How To Create An Accessible Emails

While emails can be an excellent marketing method, it’s essential to create content every audience can experience equally. This includes people with sensory disabilities, which affect one or more of a person’s senses.

In this reading, you will learn about accessibility and explore some best practices for designing effective emails for all audiences, especially for individuals with a disability related to hearing, vision, or both.

Why is accessibility important?

The term accessibility refers to the design of products, devices, services, or environments for people with disabilities. Emails with poor accessible design may fail to convey auditory and visual information. For example, some emails you send might include videos with information spoken by a narrator or speaker. Including an option to show captions on the video screen or in a transcript helps ensure that people with auditory disabilities can understand the content. Captions or a transcript can also be helpful for any user in an environment where they cannot easily hear sound,such as on a loud, crowded bus or cafe, or play sound without disturbing others, such as in a library.

Inaccessible emails can be confusing or difficult for many with auditory and visual sensory disabilities to navigate. Consistently producing inaccessible emails can reflect negatively on a brand and may lead to a decrease in email open rate and click rate over time. This means lower engagement and a missed opportunity to gain revenue.

Assistive technology

People with disabilities may use assistive technologies to perform tasks that would otherwise be difficult or impossible for them. Some examples of assistive technologies include well-known inventions such as wheelchairs, which help people with mobility disabilities move around, and hearing aids, which enable or enhance people’s hearing.
•••••
## BRIEF A
According to the email accessibility reading, why is it a problem for a brand to keep producing inaccessible emails? Answer in one to three sentences.
## BRIEF B
Switch "marketing method" to "communication channel" in the email accessibility reading, and write out everything from "How To Create" down to "a person’s senses.".
The listing that follows comes from a separate source.

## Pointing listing
•••••
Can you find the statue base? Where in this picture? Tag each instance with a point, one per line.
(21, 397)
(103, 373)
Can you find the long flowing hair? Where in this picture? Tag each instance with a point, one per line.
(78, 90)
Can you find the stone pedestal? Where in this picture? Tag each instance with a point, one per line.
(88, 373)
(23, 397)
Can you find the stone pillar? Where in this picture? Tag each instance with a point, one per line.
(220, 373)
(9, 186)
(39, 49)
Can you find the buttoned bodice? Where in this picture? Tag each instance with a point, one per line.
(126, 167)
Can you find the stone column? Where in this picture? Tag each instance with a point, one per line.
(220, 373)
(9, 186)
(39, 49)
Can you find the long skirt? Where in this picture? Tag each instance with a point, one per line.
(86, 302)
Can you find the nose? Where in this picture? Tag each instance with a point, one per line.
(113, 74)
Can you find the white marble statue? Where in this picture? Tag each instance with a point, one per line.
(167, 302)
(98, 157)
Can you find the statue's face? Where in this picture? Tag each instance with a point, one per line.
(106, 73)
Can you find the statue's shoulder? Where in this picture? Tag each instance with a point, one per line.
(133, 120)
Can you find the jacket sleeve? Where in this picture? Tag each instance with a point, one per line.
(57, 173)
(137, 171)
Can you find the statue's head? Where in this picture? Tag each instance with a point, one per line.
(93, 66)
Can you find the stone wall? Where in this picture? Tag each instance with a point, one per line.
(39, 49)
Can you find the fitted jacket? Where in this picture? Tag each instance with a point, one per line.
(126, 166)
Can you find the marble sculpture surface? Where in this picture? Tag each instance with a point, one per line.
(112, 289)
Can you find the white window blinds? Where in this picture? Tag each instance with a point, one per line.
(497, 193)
•••••
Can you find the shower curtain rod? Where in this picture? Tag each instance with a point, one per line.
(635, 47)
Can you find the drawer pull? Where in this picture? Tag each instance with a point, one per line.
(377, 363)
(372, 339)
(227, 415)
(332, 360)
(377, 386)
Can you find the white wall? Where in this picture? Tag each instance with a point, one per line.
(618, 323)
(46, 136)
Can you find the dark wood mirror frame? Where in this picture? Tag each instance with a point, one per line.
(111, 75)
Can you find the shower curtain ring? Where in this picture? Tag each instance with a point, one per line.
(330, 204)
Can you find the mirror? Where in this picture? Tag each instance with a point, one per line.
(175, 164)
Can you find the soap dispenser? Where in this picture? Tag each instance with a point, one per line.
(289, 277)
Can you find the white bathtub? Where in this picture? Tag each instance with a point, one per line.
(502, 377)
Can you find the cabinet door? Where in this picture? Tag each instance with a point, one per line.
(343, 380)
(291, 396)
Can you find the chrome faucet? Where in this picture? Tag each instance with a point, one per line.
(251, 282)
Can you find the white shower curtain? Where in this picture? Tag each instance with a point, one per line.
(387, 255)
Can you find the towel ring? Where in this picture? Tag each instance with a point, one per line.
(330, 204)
•••••
## ANSWER A
Consistently producing inaccessible emails can reflect negatively on a brand and may reduce email open and click rates over time. That means lower engagement and a missed opportunity to gain revenue.

## ANSWER B
How To Create An Accessible Emails

While emails can be an excellent communication channel, it’s essential to create content every audience can experience equally. This includes people with sensory disabilities, which affect one or more of a person’s senses.